>> Begin Data listing
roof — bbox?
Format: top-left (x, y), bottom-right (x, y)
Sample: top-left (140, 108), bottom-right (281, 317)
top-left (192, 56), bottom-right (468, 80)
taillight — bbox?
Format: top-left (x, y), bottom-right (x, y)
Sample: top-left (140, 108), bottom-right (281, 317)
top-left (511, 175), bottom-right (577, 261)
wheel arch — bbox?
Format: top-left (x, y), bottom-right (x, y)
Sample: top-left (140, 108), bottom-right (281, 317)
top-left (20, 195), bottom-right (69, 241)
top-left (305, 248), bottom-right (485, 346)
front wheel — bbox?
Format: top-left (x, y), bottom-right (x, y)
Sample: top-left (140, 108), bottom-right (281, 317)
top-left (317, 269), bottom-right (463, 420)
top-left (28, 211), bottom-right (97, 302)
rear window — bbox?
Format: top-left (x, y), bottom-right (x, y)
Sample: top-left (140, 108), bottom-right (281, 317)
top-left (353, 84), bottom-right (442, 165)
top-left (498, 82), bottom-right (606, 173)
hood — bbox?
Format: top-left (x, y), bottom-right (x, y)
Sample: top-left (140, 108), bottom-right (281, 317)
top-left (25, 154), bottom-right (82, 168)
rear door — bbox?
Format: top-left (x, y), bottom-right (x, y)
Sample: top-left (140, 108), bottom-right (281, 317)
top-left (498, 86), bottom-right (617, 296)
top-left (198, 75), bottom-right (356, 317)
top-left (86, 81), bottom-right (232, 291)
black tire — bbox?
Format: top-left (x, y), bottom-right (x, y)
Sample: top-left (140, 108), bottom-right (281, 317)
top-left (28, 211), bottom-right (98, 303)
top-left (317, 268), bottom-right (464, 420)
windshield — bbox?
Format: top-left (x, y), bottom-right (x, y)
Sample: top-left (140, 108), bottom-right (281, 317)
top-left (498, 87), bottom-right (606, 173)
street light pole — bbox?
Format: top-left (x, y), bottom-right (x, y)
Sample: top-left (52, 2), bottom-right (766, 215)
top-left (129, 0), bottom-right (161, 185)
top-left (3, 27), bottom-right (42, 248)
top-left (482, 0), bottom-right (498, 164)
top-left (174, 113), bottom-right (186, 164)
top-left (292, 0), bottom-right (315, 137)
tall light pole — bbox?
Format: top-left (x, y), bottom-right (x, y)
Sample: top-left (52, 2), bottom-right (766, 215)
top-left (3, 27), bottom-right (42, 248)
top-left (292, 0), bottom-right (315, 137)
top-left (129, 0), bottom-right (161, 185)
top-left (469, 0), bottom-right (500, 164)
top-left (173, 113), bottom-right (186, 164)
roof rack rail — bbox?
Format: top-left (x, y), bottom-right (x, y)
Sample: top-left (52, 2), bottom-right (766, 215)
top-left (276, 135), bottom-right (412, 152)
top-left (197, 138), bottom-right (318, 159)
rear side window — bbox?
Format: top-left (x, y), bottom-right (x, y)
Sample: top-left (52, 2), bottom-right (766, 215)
>> End Data listing
**Exercise:** Copy every line of the data above verbatim, in its original order.

**Output of the task:**
roof — bbox?
Format: top-left (x, y), bottom-right (x, y)
Sample: top-left (140, 108), bottom-right (281, 317)
top-left (192, 56), bottom-right (468, 80)
taillight — bbox?
Format: top-left (x, y), bottom-right (x, y)
Sample: top-left (140, 108), bottom-right (281, 317)
top-left (511, 175), bottom-right (577, 261)
wheel arch — bbox?
Format: top-left (x, y), bottom-right (x, y)
Sample: top-left (140, 108), bottom-right (281, 317)
top-left (20, 195), bottom-right (69, 241)
top-left (305, 248), bottom-right (485, 346)
front wheel — bbox?
Format: top-left (x, y), bottom-right (x, y)
Sample: top-left (140, 108), bottom-right (281, 317)
top-left (317, 269), bottom-right (463, 420)
top-left (28, 211), bottom-right (97, 302)
rear window — bbox?
Format: top-left (x, y), bottom-right (x, y)
Sample: top-left (140, 108), bottom-right (281, 317)
top-left (353, 84), bottom-right (442, 165)
top-left (498, 82), bottom-right (606, 173)
hood — bbox?
Format: top-left (x, y), bottom-right (x, y)
Sample: top-left (140, 108), bottom-right (281, 317)
top-left (25, 154), bottom-right (82, 168)
rear door — bbox?
Format: top-left (x, y), bottom-right (x, y)
Sample: top-left (140, 108), bottom-right (281, 317)
top-left (498, 86), bottom-right (617, 296)
top-left (198, 75), bottom-right (356, 317)
top-left (86, 81), bottom-right (232, 291)
black tire — bbox?
Format: top-left (x, y), bottom-right (x, y)
Sample: top-left (140, 108), bottom-right (281, 317)
top-left (28, 211), bottom-right (98, 303)
top-left (317, 268), bottom-right (464, 420)
windshield — bbox?
Format: top-left (x, y), bottom-right (x, y)
Sample: top-left (140, 108), bottom-right (281, 317)
top-left (498, 87), bottom-right (606, 173)
street light pole — bbox?
Format: top-left (x, y), bottom-right (x, y)
Sample: top-left (52, 2), bottom-right (766, 215)
top-left (129, 0), bottom-right (161, 185)
top-left (3, 27), bottom-right (42, 248)
top-left (482, 0), bottom-right (498, 164)
top-left (174, 113), bottom-right (186, 164)
top-left (292, 0), bottom-right (315, 137)
tall light pole — bbox?
Format: top-left (x, y), bottom-right (x, y)
Sample: top-left (52, 2), bottom-right (766, 215)
top-left (3, 27), bottom-right (42, 248)
top-left (292, 0), bottom-right (315, 137)
top-left (129, 0), bottom-right (161, 185)
top-left (469, 0), bottom-right (500, 164)
top-left (173, 113), bottom-right (186, 164)
roof rack rail — bbox?
Format: top-left (x, y), bottom-right (x, y)
Sample: top-left (52, 2), bottom-right (766, 215)
top-left (276, 135), bottom-right (412, 152)
top-left (197, 138), bottom-right (318, 159)
rear side window — bbox?
Format: top-left (x, y), bottom-right (x, y)
Sample: top-left (52, 2), bottom-right (766, 215)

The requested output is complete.